◆ TO DO: Copy out the text message exchange below word for word, from start to finish.

◆ DOCUMENT SEGMENT:
'''

Son has finally decided he’s ready to move south!

12/12, 7:52am
Me:  I don’t blame him.

12/12, 7:53am
Emily:  Now the fun part of getting house ready for sale and house hunting in warmer climates

12/12, 8:46am
Me:  Right! And then there’s the little thing called work!

12/12, 8:47am
Emily:  I can work from anywhere I have internet…not a prob

12/12, 8:52am
Me:  That’s great!!!

12/12, 10:16am
Emily:  Body memories overwhelming right now! Pray

12/12, 11:05am
Me:  I had an interesting talk with a woman who has helped people overcome this problem. She was kind of quirky so I just asked questions and processed it. She says that the body remembers, like you are saying, and that the person needs to speak to it and say all the things you wish you had said during the time it happened. That is why people who’ve been hurt in a physical way will often recoil to touch, which we both know is true. She actually allows people to be combative, with her as their target. I thought that was a bit extreme, but I could see the getting it out and saying all those things so they won’t be harbored any longer; of course, seeking God throughout the process. She asked me about my healing. I told her. She was surprised that I could do it on my own, alone with God. (At the time) there were many tears…and it hurt, but it was gone when I was done.

12/12, 11:06am
Me:  Praying.

12/12, 11:13am
Emily:  I’m scared I’ll be lost if I attempt myself.

12/12, 12:54pm
Me:  Not a good idea, I agree. Unless God brings you to that place. Then He will help you. I suppose He works in us all differently.

___________

December 13, 20**

12/13, 2:45pm
Emily:  Sat at lunch with son at a fav pizza place and became overwhelmed with tears.

'''

◆ GIVEN ENTRIES:
'''

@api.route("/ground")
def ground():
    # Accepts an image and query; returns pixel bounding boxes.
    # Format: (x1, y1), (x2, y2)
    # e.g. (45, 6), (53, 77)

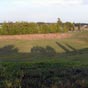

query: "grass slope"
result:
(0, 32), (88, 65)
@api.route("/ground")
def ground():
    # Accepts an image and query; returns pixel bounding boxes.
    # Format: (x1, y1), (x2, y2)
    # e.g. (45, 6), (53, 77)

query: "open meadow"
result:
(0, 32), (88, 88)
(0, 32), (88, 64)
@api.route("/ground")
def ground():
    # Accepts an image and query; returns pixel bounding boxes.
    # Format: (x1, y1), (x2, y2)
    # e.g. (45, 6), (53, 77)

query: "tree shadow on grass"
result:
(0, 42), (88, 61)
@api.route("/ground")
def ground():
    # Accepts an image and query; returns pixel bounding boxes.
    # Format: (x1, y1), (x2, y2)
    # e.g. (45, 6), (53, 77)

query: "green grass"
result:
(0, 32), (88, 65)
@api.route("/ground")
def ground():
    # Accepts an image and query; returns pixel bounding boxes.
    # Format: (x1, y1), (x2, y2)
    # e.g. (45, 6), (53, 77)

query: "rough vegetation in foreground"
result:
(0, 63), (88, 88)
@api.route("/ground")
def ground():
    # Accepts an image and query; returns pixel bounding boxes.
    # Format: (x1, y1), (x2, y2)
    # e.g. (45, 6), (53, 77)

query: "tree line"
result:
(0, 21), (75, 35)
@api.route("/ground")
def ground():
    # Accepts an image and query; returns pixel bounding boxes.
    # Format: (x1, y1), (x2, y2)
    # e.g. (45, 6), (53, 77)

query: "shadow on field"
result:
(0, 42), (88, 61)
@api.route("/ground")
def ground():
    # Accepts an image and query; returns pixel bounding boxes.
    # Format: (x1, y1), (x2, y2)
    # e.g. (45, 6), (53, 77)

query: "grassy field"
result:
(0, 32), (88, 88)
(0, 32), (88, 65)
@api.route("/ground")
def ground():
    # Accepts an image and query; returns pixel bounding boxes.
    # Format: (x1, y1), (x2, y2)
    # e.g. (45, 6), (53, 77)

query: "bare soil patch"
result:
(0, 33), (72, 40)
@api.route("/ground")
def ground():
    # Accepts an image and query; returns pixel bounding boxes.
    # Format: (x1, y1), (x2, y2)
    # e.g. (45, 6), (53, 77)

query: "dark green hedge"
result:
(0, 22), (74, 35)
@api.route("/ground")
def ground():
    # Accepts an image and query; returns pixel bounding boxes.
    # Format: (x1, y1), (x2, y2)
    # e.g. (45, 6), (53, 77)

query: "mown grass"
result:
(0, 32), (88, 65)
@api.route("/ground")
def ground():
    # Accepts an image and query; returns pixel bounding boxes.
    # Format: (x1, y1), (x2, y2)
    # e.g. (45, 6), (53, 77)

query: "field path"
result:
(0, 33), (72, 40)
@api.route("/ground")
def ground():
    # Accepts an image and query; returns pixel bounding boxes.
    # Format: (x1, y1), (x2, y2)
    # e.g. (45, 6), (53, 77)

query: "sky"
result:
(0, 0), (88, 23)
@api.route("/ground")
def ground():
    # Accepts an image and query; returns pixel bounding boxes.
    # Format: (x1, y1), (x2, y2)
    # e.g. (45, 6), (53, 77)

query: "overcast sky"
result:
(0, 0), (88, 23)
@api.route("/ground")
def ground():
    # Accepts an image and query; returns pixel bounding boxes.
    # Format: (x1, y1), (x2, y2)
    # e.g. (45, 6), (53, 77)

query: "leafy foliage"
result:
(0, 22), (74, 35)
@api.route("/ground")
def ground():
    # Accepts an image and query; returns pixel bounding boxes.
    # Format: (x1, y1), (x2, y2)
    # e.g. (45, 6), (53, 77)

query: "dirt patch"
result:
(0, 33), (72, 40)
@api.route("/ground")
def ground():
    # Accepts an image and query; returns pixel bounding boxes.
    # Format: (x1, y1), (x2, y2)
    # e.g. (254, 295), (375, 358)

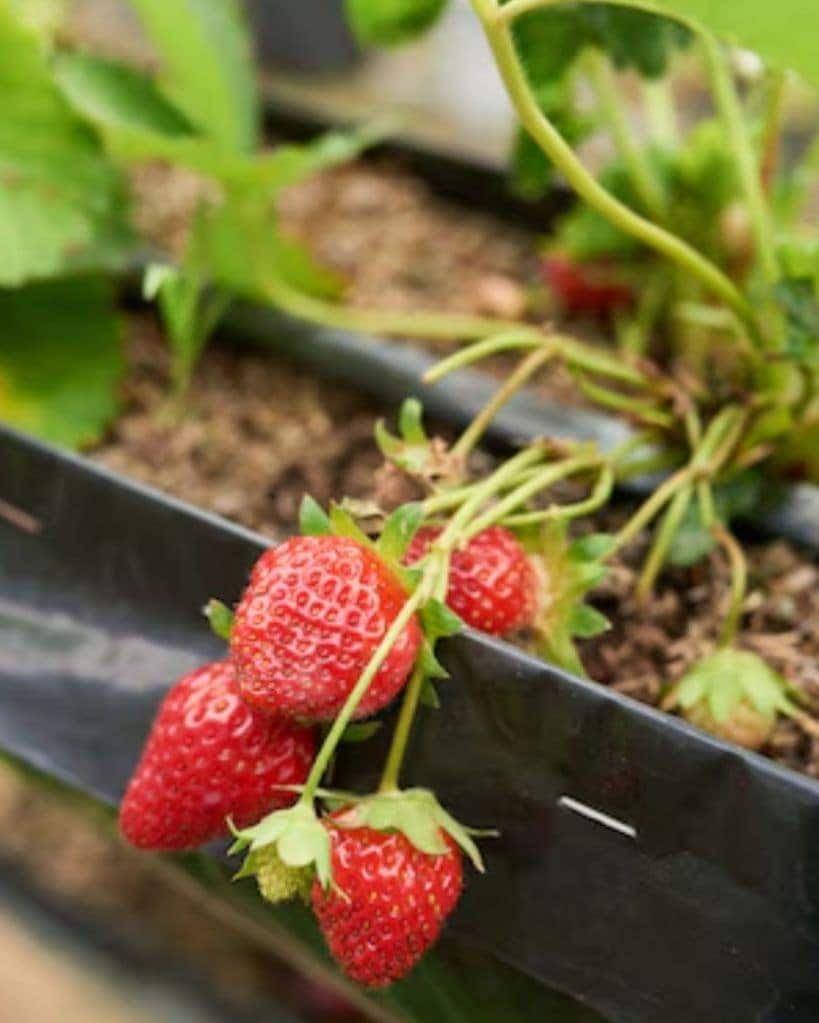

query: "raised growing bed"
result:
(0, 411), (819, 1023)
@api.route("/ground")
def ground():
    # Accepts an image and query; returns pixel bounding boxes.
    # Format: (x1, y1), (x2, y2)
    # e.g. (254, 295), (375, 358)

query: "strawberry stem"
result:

'''

◆ CORRECT OUTPUT:
Son has finally decided he’s ready to move south!

12/12, 7:52am
Me:  I don’t blame him.

12/12, 7:53am
Emily:  Now the fun part of getting house ready for sale and house hunting in warmer climates

12/12, 8:46am
Me:  Right! And then there’s the little thing called work!

12/12, 8:47am
Emily:  I can work from anywhere I have internet…not a prob

12/12, 8:52am
Me:  That’s great!!!

12/12, 10:16am
Emily:  Body memories overwhelming right now! Pray

12/12, 11:05am
Me:  I had an interesting talk with a woman who has helped people overcome this problem. She was kind of quirky so I just asked questions and processed it. She says that the body remembers, like you are saying, and that the person needs to speak to it and say all the things you wish you had said during the time it happened. That is why people who’ve been hurt in a physical way will often recoil to touch, which we both know is true. She actually allows people to be combative, with her as their target. I thought that was a bit extreme, but I could see the getting it out and saying all those things so they won’t be harbored any longer; of course, seeking God throughout the process. She asked me about my healing. I told her. She was surprised that I could do it on my own, alone with God. (At the time) there were many tears…and it hurt, but it was gone when I was done.

12/12, 11:06am
Me:  Praying.

12/12, 11:13am
Emily:  I’m scared I’ll be lost if I attempt myself.

12/12, 12:54pm
Me:  Not a good idea, I agree. Unless God brings you to that place. Then He will help you. I suppose He works in us all differently.

___________

December 13, 20**

12/13, 2:45pm
Emily:  Sat at lunch with son at a fav pizza place and became overwhelmed with tears.